── Estratto ──
Vai al contenuto
Home » Recensioni » La prosa sublime di un cuore in tumulto

La prosa sublime di un cuore in tumulto

Recensione di “All’ombra delle fanciulle in fiore – Alla ricerca del tempo perduto II” di Marcel Proust

Marcel Proust, All'ombra delle fanciulle in fiore
Marcel Proust, All’ombra delle fanciulle in fiore

Si veste d’amore la memoria di Marcel Proust, narratore e protagonista di All’ombra delle fanciulle in fiore, secondo capitolo del suo capolavoro, Alla ricerca del tempo perduto. L’evocazione del passato, pur senza perdere nulla del suo libero fluire, del suo scorrere in modo quasi indipendente dalla volontà del narratore, ha in questo romanzo un ben preciso polo d’attrazione, un punto di caduta, un “luogo naturale” verso cui dirigersi.

Così, quel muoversi composto della prosa proustiana, che ricorda il leggero incresparsi di uno specchio d’acqua, che tanto somiglia all’impercettibile soffio di voce di un sussurro, finisce per perdersi e ritrovarsi senza sosta nel turbinio di emozioni scatenato da un sentimento universale eppure sconosciuto, e proprio per questo sconvolgente. Proust infatuato di Gilberte (la figlia di Swann e di sua moglie Odette) e poi conquistato dalla “fanciulla in fiore” Albertine è il perfetto parallelo (letterario e umano) di quello conosciuto in Dalla parte di Swann (di cui ho già scritto) al momento del risveglio dei suoi ricordi, quando un’intera vita rompe gli argini del passato e si riversa nell’oggi ridisegnandone forma e senso. In entrambi i romanzi, il lettore si immerge poco alla volta nella tranquillità quasi ipnotica della trama, nel disegno ordinato dei quadri d’ambiente, nella cortese, formale presentazione dei personaggi (introdotti nella storia come fossero invitati a una festa), ma d’improvviso quel che si trova di fronte è uno spettacolo completamente diverso, una scrittura nervosa, impaziente, che si affanna a tradurre il tumulto irrefrenabile di un cuore adolescente, a trovare per i suoi entusiasmi e i suoi tormenti le più limpide forme d’espressione: “Soffiava un vento umido e dolce. Era un tempo che conoscevo; ebbi la sensazione e il presentimento che il giorno di capodanno non fosse un giorno diverso dagli altri, che non fosse il primo d’un mondo nuovo nel quale avrei potuto, con possibilità ancora intatte, rifare la conoscenza di Gilberte come ai tempi della Creazione, come se ancora non esistesse alcun passato, come se fossero state abolite, con i relativi presagi per il futuro, le delusioni che di tanto in tanto mi aveva inflitte: un nuovo mondo nel quale niente di vecchio sarebbe sopravvissuto… niente, tranne una cosa: il mio desiderio che Gilberte mi amasse”.
───
Esercizio assegnato A: Ripeta parola per parola il passo della recensione che va da "Vai al contenuto" a "verso cui dirigersi.".
── Dati forniti ──
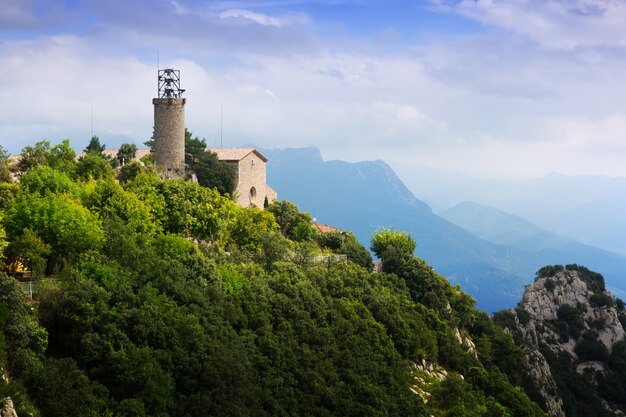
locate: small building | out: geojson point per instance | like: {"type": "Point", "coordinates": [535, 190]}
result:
{"type": "Point", "coordinates": [250, 166]}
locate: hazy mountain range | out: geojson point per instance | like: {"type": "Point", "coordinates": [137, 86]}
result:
{"type": "Point", "coordinates": [492, 254]}
{"type": "Point", "coordinates": [587, 208]}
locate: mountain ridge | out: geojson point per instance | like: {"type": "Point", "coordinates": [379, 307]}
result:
{"type": "Point", "coordinates": [364, 196]}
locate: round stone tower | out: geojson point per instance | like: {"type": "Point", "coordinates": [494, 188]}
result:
{"type": "Point", "coordinates": [169, 123]}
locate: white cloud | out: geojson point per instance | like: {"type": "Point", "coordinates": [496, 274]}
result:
{"type": "Point", "coordinates": [179, 8]}
{"type": "Point", "coordinates": [252, 17]}
{"type": "Point", "coordinates": [553, 23]}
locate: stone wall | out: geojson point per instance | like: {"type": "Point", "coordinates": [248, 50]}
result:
{"type": "Point", "coordinates": [251, 182]}
{"type": "Point", "coordinates": [169, 133]}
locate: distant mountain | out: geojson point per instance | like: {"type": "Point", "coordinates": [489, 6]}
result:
{"type": "Point", "coordinates": [588, 208]}
{"type": "Point", "coordinates": [541, 247]}
{"type": "Point", "coordinates": [494, 225]}
{"type": "Point", "coordinates": [364, 196]}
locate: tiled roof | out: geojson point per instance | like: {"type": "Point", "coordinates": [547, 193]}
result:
{"type": "Point", "coordinates": [112, 153]}
{"type": "Point", "coordinates": [325, 228]}
{"type": "Point", "coordinates": [235, 154]}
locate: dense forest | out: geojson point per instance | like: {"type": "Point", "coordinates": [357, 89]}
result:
{"type": "Point", "coordinates": [159, 298]}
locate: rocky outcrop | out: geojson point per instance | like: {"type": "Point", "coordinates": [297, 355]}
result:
{"type": "Point", "coordinates": [566, 315]}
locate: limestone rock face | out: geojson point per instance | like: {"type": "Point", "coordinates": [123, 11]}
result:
{"type": "Point", "coordinates": [540, 372]}
{"type": "Point", "coordinates": [555, 314]}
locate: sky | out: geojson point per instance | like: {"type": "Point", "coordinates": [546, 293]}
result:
{"type": "Point", "coordinates": [494, 88]}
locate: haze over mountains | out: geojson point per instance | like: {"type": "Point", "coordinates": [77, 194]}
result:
{"type": "Point", "coordinates": [587, 208]}
{"type": "Point", "coordinates": [492, 266]}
───
Esercizio assegnato B: Mostri tutte le righe dell'elenco in cui compare la stringa "ridge".

Soluzione svolta A:
Vai al contenuto
Home » Recensioni » La prosa sublime di un cuore in tumulto

La prosa sublime di un cuore in tumulto

Recensione di “All’ombra delle fanciulle in fiore – Alla ricerca del tempo perduto II” di Marcel Proust

Marcel Proust, All'ombra delle fanciulle in fiore
Marcel Proust, All’ombra delle fanciulle in fiore

Si veste d’amore la memoria di Marcel Proust, narratore e protagonista di All’ombra delle fanciulle in fiore, secondo capitolo del suo capolavoro, Alla ricerca del tempo perduto. L’evocazione del passato, pur senza perdere nulla del suo libero fluire, del suo scorrere in modo quasi indipendente dalla volontà del narratore, ha in questo romanzo un ben preciso polo d’attrazione, un punto di caduta, un “luogo naturale” verso cui dirigersi.

Soluzione svolta B:
locate: mountain ridge | out: geojson point per instance | like: {"type": "Point", "coordinates": [379, 307]}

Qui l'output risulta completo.